Artificial Intelligence: An International Dialogue: Proceedings of a Workshop – in Brief | Artificial Intelligence: An International Dialogue: Proceedings of a Workshop–in Brief |The National Academie

Proceedings of a Workshop

IN BRIEF

September 2019

Artificial Intelligence: An International Dialogue

Proceedings of a Workshop—in Brief

On May 24, 2019 the National Academies of Sciences, Engineering and Medicine, in partnership with the Royal Society, held a symposium entitled Artificial Intelligence: An International Dialogue in Washington, DC. The symposium addressed if and how artificial intelligence (AI) would benefit from further international cooperation. It primarily focused on the aspect of AI known as ‘machine learning’—or ‘deep learning’—as this is an area of increasing attention and rapid technological advancement.

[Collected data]
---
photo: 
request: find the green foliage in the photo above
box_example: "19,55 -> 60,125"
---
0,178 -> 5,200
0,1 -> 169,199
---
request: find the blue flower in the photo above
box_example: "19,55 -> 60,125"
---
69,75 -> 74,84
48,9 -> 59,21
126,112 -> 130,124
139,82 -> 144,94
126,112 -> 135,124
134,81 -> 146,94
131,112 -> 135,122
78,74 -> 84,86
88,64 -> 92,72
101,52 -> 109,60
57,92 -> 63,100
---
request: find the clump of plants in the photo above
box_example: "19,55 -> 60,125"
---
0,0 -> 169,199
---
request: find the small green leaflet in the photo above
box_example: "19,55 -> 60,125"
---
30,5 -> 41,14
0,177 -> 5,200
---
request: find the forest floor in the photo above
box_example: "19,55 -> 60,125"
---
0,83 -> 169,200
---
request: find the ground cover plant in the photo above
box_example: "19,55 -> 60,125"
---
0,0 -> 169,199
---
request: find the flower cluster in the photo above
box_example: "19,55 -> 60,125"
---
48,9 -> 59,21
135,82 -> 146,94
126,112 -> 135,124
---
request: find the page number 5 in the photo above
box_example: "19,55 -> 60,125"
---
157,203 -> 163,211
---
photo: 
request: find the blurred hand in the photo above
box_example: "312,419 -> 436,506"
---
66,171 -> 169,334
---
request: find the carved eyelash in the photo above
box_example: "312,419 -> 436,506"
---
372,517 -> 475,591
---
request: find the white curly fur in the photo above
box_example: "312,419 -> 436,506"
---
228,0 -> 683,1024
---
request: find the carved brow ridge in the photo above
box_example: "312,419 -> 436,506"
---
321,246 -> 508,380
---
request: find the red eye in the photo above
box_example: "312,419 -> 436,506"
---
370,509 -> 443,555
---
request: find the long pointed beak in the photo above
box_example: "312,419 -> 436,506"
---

EXPLORE THE MATERIAL:
**1.** In the workshop brief on artificial intelligence, list the fields named in the full name of the organization that held the symposium in partnership with the Royal Society.
**2.** Translate this sentence from the workshop brief on artificial intelligence into Spanish: "The symposium addressed if and how artificial intelligence (AI) would benefit from further international cooperation."
**3.** Write the next part of the workshop brief on artificial intelligence, picking up after its last sentence.

ANSWERS IN ORDER:
**1.** Sciences, Engineering, Medicine

**2.** El simposio abordó si la inteligencia artificial (IA) se beneficiaría de una mayor cooperación internacional, y de qué manera.

**3.**
The event also summarized discussions at a day-and-a-half meeting on May 23-24, 2019* convened by the National Academies and Royal Society where 45 scientists, engineers, and other AI experts from the United States, United Kingdom, Canada, China, the European Commission, Germany, and Japan discussed key areas of national and international policy on AI where international collaboration would be most beneficial. Among the topics addressed at that earlier meeting and summarized at the symposium are the impacts of AI on the global economy and social cohesion, and the ethical and privacy considerations surrounding its development. Participants in the May 23 meeting also engaged in a broader dialogue of public and private institutional responses to the development of this rapidly changing technology; what role governments, companies, and international institutions can play in its stewardship; and what concretely is needed in order to foster international cooperation.

The symposium was planned by a committee co-chaired by Ajay Agrawal, professor, University of Toronto, and Angela McLean, professor, University of Oxford. It included two keynote presentations on the history of AI, current and near-term capabilities of AI, and the U.S. government’s initiatives to advance AI. A panel of experts then provided a summary of discussions at the May 23 meeting. Comments from the audience sparked further discussion on the state of the technology and questions that remained to be answered, such as how to ensure that AI systems are human-centric.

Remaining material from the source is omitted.